*PROBLEM A*: Which applications does the post below on virtualizing business critical applications name as common VBCA applications?
*PROBLEM B*: Reproduce the stretch of the post below on virtualizing business critical applications from "I believe vSphere" through "a ‘Monster VM’.".

*EXCERPTED TEXT*:
Content starts

Jim Hannan (@HoBHannan), Principal Architect
What is VBCA?
What is Virtualizing Business Critical Applications (VBCA)? A Business Critical Application is exactly what it sounds like, an application that is critical to business success and day-to-day operations. Without it, businesses would struggle to function. Common VBCA applications are: Oracle RDBMS, SQL Server, Exchange, and SAP to name a few.
I believe vSphere 5, as much as anything else, is a VBCA release. What I mean by that is, when you compare it to previous releases the new features are primarily enhancements for providing a platform for VBCAs. VBCA workloads typically have large resource requirements like CPU or memory and, in the case of databases, I/O throughput. Creatively, this type of workload has been dubbed by VMware as a ‘Monster VM’.
With vSphere 5, VMware has created a platform more than capable of running Monster VMs. This blog, and the next 5-6 following it, will highlight some of the key features that, in my opinion, give vSphere 5 the accolade of a “VBCA release”.
Part I – Scalable Virtual Machines and Enhanced co-scheduler
At this point it is very well known that the maximum vCPUs a single VM can run is 32 vCPUs. For me, this number is staggeringly high. At HoB, we have been virtualizing VBCA workloads as far back as ESX versions 3 and 4, with a maximum of 4 and 8 vCPUs respectively. In our estimation, 90% of the workloads can fit into a configuration of 8 vCPUs (or fewer). At Indiana University we experienced this first hand when assisting them with virtualizing their OnCourse system. The OnCourse Oracle database was previously on an AIX Power5 LPAR with 12 CPUs allocated. During peak workloads the Oracle database was consuming 9.5 processors. After virtualizing the workload and load testing, we determined not only that the workload would fit without the 8 vCPU max, but it was only using between 35% – 50% of the CPU. This left lots of scalability for the database. Fast forward to today. With a maximum of 32 vCPUs, the door has opened for virtualizing 95% of the workloads in existence.

Content ends

*Natural-language object grounding data*:
Content starts

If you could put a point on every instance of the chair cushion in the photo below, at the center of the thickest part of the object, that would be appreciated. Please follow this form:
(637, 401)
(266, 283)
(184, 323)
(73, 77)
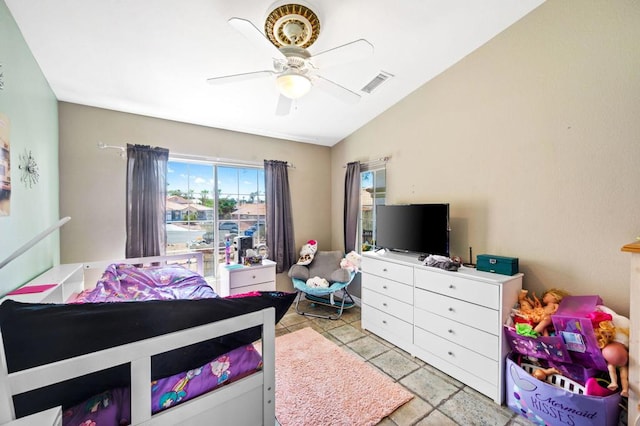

Content ends

*RESPONSE AREA A*: Oracle RDBMS, SQL Server, Exchange, and SAP.

*RESPONSE AREA B*:
I believe vSphere 5, as much as anything else, is a VBCA release. What I mean by that is, when you compare it to previous releases the new features are primarily enhancements for providing a platform for VBCAs. VBCA workloads typically have large resource requirements like CPU or memory and, in the case of databases, I/O throughput. Creatively, this type of workload has been dubbed by VMware as a ‘Monster VM’.